## START EXCERPT TO READ

Jie Jiang Dec. 1, 2023, 9:47 a.m. UTC

Parse uid and gid in bpf_parse_param() so that they can be passed in as
the `data` parameter when mount() bpffs. This will be useful when we
want to control which user/group has the control to the mounted bpffs,
otherwise a separate chown() call will be needed.

Signed-off-by: Jie Jiang <jiejiang@chromium.org>
---
 kernel/bpf/inode.c | 33 +++++++++++++++++++++++++++++++--
 1 file changed, 31 insertions(+), 2 deletions(-)

Mike Frysinger Dec. 1, 2023, 6:43 p.m. UTC | #1

Acked-by: Mike Frysinger <vapier@chromium.org>

Christian Brauner Dec. 5, 2023, 4:31 p.m. UTC | #2

On Fri, Dec 01, 2023 at 09:47:29AM +0000, Jie Jiang wrote:
> Parse uid and gid in bpf_parse_param() so that they can be passed in as
> the `data` parameter when mount() bpffs. This will be useful when we
> want to control which user/group has the control to the mounted bpffs,
> otherwise a separate chown() call will be needed.
> 
> Signed-off-by: Jie Jiang <jiejiang@chromium.org>
> ---

Sorry, I was asked to take a quick look at this. The patchset looks fine
overall but it will interact with Andrii's patchset which makes bpffs
mountable inside a user namespace (with caveats).

At that point you need additional validation in bpf_parse_param(). The
simplest thing would probably to just put this into this series or into
@Andrii's series. It's basically a copy-pasta from what I did for tmpfs
(see below).

I plan to move this validation into the VFS so that {g,u}id mount
options are validated consistenly for any such filesystem. There is just
some unpleasantness that I have to figure out first.

@Andrii, with the {g,u}id mount option it means that userns root can

fsconfig(..., FSCONFIG_SET_STRING, "uid", "1000", ...)

## END EXCERPT TO READ

_WORK TO DO:_ Reproduce verbatim the portion of the bpffs patch discussion above that lies between "Sorry, I was" and "figure out first.", inclusive.

## START DATA SECTION

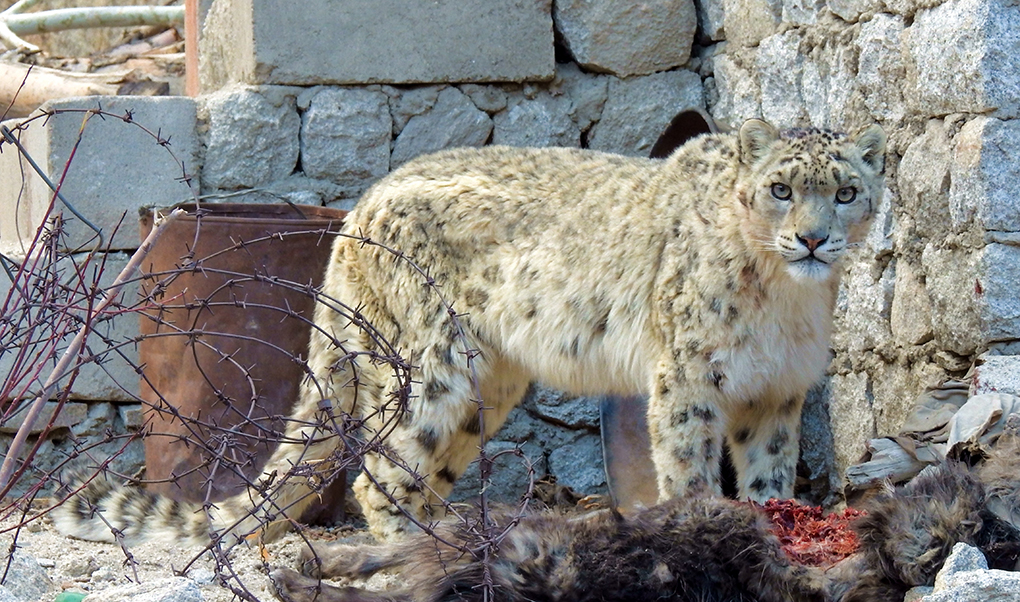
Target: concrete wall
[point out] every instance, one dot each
(926, 296)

## END DATA SECTION

_OUTPUT FOR THIS TASK:_
Sorry, I was asked to take a quick look at this. The patchset looks fine
overall but it will interact with Andrii's patchset which makes bpffs
mountable inside a user namespace (with caveats).

At that point you need additional validation in bpf_parse_param(). The
simplest thing would probably to just put this into this series or into
@Andrii's series. It's basically a copy-pasta from what I did for tmpfs
(see below).

I plan to move this validation into the VFS so that {g,u}id mount
options are validated consistenly for any such filesystem. There is just
some unpleasantness that I have to figure out first.